▶ _Exercise requirements_:
Copy each of the records below word for word, keeping every line unchanged.

▶ _Given information_:
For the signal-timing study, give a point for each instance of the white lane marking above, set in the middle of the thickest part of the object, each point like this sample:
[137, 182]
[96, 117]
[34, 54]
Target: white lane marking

▶ _The response_:
For the signal-timing study, give a point for each instance of the white lane marking above, set in the middle of the thickest part of the object, each point like this sample:
[137, 182]
[96, 117]
[34, 54]
Target: white lane marking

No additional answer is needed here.